TASK DESCRIPTION ->
Pick out each line in the entries below that contains the string "positive", treating uppercase and lowercase as different.

Dataset excerpts
■ ■ ■ ■ ■
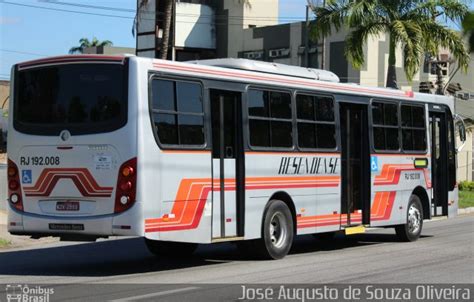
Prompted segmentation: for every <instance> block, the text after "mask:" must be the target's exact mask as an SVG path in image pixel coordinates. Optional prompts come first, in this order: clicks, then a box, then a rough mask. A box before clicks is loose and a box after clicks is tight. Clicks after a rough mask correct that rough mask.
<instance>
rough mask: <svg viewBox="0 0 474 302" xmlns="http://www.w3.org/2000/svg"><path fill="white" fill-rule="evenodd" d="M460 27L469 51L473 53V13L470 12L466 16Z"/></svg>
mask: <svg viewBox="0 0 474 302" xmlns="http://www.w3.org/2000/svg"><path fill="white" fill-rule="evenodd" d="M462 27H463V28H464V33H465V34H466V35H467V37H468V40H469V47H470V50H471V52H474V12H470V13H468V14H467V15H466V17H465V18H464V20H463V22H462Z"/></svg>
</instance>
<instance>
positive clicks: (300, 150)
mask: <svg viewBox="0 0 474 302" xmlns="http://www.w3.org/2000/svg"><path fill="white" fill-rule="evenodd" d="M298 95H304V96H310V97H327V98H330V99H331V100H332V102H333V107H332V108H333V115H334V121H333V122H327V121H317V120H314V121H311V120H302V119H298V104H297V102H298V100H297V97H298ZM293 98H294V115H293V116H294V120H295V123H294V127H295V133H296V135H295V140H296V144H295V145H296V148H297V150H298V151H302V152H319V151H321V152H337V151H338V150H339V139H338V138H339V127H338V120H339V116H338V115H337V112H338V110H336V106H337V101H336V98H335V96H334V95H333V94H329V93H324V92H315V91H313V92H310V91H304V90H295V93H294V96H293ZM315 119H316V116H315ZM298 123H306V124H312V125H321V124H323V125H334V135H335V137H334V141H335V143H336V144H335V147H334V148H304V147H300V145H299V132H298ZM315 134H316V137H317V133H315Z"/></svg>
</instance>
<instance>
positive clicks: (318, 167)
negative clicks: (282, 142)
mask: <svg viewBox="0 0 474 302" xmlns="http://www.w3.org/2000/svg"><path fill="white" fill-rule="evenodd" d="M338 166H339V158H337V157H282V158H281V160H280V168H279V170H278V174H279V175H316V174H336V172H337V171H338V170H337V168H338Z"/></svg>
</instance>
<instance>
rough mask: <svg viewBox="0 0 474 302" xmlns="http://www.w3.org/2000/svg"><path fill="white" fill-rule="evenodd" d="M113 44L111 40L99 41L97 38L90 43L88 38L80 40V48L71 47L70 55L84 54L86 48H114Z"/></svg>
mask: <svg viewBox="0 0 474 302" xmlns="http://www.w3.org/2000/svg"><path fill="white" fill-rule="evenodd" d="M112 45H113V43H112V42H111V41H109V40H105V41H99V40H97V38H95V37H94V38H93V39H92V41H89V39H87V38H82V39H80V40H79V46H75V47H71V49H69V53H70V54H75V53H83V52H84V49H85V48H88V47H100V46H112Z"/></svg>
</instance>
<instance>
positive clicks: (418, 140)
■ ■ ■ ■ ■
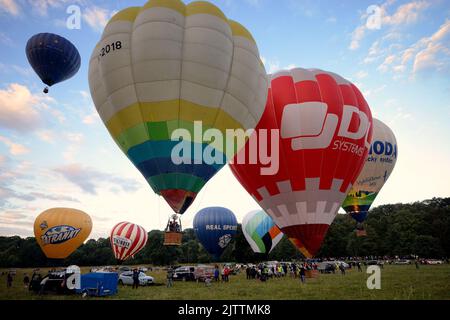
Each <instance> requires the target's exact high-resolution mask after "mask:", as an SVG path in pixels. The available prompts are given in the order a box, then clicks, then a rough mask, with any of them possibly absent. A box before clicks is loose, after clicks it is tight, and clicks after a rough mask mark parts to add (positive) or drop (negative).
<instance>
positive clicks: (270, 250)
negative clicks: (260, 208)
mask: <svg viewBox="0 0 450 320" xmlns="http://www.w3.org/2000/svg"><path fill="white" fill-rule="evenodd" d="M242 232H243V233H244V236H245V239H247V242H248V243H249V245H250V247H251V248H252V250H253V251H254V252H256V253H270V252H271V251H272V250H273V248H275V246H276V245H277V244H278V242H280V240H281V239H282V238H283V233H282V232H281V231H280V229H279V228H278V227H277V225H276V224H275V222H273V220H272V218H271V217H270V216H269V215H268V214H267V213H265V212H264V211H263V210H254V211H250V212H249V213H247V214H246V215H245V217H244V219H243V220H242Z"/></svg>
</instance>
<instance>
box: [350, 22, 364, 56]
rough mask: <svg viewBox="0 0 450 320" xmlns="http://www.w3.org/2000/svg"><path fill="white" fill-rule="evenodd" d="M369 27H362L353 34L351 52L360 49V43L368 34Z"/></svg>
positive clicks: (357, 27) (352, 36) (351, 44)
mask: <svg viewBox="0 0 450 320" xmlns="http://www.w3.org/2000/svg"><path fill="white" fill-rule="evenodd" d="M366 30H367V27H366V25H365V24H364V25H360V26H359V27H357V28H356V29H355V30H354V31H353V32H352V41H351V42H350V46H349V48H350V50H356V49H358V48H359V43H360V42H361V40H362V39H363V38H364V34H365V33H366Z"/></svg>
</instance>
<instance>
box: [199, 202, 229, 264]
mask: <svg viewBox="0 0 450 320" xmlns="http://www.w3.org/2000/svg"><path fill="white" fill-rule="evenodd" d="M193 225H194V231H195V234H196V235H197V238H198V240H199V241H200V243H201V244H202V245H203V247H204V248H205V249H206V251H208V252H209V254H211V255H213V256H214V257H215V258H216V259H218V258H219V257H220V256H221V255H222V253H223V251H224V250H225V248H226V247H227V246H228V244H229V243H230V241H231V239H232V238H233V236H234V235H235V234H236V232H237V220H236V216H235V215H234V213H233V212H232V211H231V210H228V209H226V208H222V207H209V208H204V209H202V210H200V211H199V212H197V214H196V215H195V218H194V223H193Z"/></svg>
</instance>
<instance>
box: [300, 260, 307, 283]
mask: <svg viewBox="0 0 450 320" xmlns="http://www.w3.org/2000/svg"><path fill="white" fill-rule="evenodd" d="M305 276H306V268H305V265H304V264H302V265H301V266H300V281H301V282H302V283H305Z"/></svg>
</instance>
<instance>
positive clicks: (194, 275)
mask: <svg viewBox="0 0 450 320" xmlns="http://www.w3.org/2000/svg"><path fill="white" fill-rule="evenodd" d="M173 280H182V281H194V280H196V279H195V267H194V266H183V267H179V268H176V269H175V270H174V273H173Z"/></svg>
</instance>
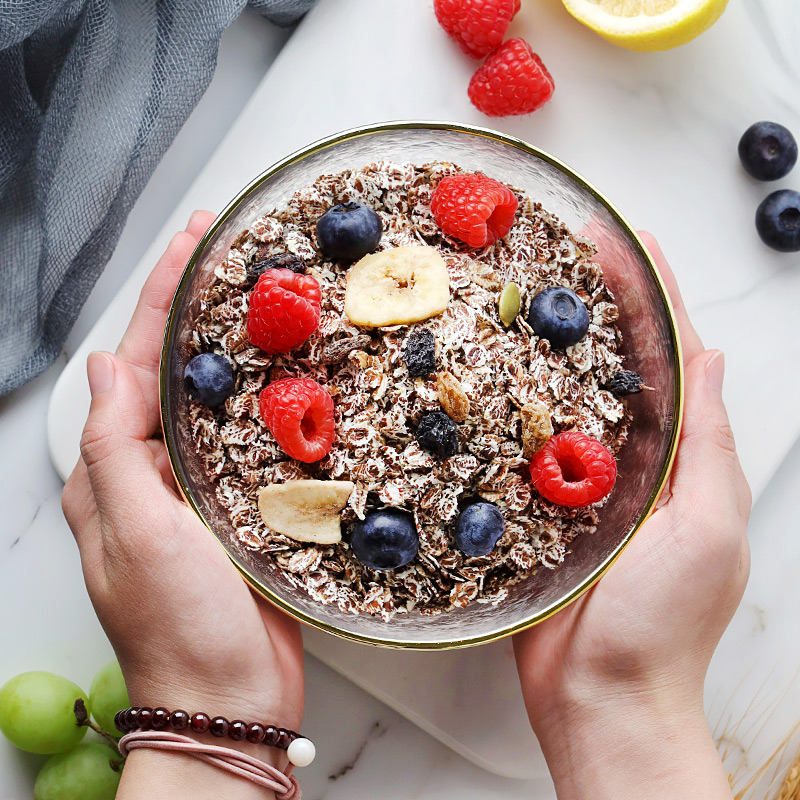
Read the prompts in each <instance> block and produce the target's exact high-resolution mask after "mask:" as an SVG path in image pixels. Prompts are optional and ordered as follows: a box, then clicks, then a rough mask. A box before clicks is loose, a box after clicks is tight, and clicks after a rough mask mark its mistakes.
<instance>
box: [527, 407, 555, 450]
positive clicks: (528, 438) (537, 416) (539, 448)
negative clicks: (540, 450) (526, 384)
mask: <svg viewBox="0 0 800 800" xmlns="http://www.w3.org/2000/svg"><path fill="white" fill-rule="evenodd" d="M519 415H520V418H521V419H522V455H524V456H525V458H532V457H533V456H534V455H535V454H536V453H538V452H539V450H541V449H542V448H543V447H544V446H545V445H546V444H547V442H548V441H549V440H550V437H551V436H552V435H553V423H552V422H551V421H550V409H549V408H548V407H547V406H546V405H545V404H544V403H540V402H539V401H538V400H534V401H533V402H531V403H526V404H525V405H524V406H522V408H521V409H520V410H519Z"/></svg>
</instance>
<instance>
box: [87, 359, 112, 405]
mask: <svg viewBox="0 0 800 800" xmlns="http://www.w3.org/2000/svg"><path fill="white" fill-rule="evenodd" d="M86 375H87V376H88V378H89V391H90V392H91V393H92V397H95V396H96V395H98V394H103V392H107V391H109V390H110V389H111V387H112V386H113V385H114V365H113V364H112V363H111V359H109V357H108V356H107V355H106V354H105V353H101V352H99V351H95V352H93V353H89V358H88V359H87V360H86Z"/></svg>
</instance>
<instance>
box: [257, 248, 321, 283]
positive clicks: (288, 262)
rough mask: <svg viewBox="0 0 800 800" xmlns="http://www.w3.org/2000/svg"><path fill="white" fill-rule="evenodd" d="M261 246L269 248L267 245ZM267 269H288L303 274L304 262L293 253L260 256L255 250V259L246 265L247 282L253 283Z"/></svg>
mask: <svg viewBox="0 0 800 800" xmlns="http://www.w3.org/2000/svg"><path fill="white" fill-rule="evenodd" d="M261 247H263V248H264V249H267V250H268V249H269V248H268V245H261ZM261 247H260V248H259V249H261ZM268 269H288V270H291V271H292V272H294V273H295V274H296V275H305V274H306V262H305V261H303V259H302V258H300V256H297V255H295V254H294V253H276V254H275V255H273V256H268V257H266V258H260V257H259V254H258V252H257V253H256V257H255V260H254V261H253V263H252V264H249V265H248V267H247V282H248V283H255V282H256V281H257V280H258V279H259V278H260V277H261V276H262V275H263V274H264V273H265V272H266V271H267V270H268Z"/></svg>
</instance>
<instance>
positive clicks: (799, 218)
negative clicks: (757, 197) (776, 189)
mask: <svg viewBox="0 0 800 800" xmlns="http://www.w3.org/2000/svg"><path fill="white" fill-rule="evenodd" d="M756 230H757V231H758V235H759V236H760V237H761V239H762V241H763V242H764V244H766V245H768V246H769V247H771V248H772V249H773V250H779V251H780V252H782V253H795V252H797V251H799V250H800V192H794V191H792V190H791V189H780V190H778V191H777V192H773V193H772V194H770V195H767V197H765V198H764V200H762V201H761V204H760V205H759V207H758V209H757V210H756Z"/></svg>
■ ■ ■ ■ ■
RESULT OF THE EXERCISE ->
positive clicks: (300, 150)
positive clicks: (318, 167)
positive clicks: (418, 140)
Each <instance> requires the target's exact high-resolution mask after "mask:", as an SVG path in pixels. The available prompts are given in the order a box, then clicks, then a rough mask, with any of them possibly absent. A box before clicks is loose, after clicks it is tight, and clicks after a rough mask mark parts to add (positive) or drop (negative).
positive clicks: (270, 250)
positive clicks: (357, 27) (352, 36) (351, 44)
positive clicks: (194, 275)
positive clicks: (528, 438) (537, 416) (539, 448)
positive clicks: (288, 262)
positive clicks: (799, 218)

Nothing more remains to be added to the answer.